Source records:

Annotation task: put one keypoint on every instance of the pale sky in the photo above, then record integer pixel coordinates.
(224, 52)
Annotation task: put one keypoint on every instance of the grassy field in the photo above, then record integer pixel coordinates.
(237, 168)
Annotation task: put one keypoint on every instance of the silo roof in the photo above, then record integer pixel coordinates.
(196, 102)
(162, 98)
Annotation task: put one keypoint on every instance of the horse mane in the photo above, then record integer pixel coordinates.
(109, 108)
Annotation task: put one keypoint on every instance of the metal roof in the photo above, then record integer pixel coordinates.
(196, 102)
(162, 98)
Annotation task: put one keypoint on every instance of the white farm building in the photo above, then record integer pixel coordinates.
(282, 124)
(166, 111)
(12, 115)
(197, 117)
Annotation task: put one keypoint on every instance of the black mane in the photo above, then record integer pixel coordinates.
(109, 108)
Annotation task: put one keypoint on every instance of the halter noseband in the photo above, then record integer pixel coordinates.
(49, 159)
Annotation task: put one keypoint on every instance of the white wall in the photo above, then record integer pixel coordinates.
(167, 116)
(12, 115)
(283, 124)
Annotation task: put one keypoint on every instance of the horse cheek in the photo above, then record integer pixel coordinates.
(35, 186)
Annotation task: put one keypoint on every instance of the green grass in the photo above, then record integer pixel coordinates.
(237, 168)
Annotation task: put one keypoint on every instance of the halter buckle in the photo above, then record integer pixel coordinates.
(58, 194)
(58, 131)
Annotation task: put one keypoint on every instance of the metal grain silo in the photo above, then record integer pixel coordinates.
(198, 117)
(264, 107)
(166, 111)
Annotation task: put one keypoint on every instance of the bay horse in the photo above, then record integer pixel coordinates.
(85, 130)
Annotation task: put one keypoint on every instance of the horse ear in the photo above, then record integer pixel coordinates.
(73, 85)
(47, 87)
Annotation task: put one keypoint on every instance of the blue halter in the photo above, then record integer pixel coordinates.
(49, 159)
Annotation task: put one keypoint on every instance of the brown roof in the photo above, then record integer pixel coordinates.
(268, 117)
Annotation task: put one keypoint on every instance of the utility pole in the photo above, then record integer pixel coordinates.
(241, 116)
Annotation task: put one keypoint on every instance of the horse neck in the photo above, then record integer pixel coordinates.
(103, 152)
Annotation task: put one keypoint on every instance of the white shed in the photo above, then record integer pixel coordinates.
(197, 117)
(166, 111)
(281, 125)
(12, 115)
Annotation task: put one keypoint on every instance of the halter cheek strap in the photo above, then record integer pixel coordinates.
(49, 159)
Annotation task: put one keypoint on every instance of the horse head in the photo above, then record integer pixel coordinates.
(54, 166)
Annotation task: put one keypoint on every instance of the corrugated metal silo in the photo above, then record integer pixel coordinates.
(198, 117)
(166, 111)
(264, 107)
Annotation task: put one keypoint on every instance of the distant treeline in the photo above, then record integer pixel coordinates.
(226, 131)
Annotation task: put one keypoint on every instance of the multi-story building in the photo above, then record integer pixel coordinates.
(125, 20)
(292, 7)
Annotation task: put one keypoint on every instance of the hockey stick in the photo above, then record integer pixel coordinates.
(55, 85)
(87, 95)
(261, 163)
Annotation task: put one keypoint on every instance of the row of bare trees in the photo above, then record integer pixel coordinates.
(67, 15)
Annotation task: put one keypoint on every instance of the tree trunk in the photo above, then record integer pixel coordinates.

**WHAT NEEDS TO BE DONE:**
Could you write out all the entries exactly as given?

**SOLUTION:**
Annotation task: put one keypoint on every instance of the pale sky in the photo above, then record integer pixel coordinates.
(224, 52)
Annotation task: put one keypoint on every instance of the grassy field in the photo above, then record integer pixel coordinates.
(237, 168)
Annotation task: put one keypoint on every instance of the silo roof in the photo above, then record integer pixel coordinates.
(196, 102)
(162, 98)
Annotation task: put one keypoint on every instance of the horse mane in the photo above, then record integer pixel coordinates.
(109, 108)
Annotation task: put one keypoint on every instance of the metal roof in the photo above, then record integer pixel coordinates.
(196, 102)
(162, 98)
Annotation task: put one keypoint on every instance of the white farm building in the photo above, then record integer pixel coordinates.
(282, 124)
(166, 111)
(12, 115)
(197, 117)
Annotation task: put one keypoint on every instance of the black mane in the photo above, then record integer pixel coordinates.
(109, 108)
Annotation task: put one keypoint on every instance of the halter noseband in the photo above, then record integer pixel coordinates.
(49, 159)
Annotation task: put one keypoint on every instance of the white wall in the photo above, then record integer pixel coordinates.
(167, 116)
(12, 115)
(283, 124)
Annotation task: put one keypoint on every instance of the horse cheek in the photo above, then record integer pixel coordinates.
(35, 186)
Annotation task: put one keypoint on every instance of the green grass in the photo above, then record integer pixel coordinates.
(237, 168)
Annotation task: put one keypoint on every instance of the halter buckle in the photo above, then record integer pixel coordinates.
(58, 194)
(58, 131)
Annotation task: put one keypoint on every instance of the metal grain silo in the photo above, then record integer pixel coordinates.
(198, 117)
(264, 107)
(166, 111)
Annotation task: put one keypoint on every instance of the bay horse in the photo above, then record integer pixel coordinates.
(85, 130)
Annotation task: put one keypoint on every instance of the horse ear in the photo above, then record integer pixel coordinates.
(73, 85)
(47, 87)
Annotation task: put one keypoint on every instance of the blue halter in the photo above, then record integer pixel coordinates.
(49, 159)
Annotation task: put one keypoint on every instance of the brown roof in the photo above, then record integer pixel coordinates.
(268, 117)
Annotation task: put one keypoint on every instance of the utility pole in the photo above, then record integer pixel coordinates.
(241, 116)
Annotation task: put one keypoint on every instance of the horse neck in the photo above, then record integer pixel coordinates.
(103, 152)
Annotation task: put one keypoint on every instance of the white shed in the photo above, then record integer pixel coordinates.
(197, 117)
(166, 111)
(281, 125)
(12, 115)
Annotation task: put one keypoint on every instance of the halter cheek strap in the photo above, then record integer pixel coordinates.
(49, 159)
Annotation task: put one keypoint on every instance of the horse head in the photo above, then record integer pixel coordinates.
(54, 166)
Annotation task: put one keypoint on every instance of the corrugated metal silo in the photo above, then record integer pixel coordinates.
(198, 117)
(166, 111)
(264, 107)
Annotation task: put one keypoint on every instance of the distant treeline in the photo above, then record integer pixel coordinates.
(226, 131)
Annotation task: put one keypoint on every instance of the multi-story building in the photo above, then record integer pixel coordinates.
(125, 20)
(292, 7)
Annotation task: put one keypoint on every instance of the hockey stick in the photo above, then record integer pixel coordinates.
(55, 85)
(87, 95)
(261, 163)
Annotation task: put one keypoint on every instance of the row of bare trees in the photo above, then record integer pixel coordinates.
(67, 15)
Annotation task: put one keypoint on every instance of the tree trunk in the photo above, then record integer pixel coordinates.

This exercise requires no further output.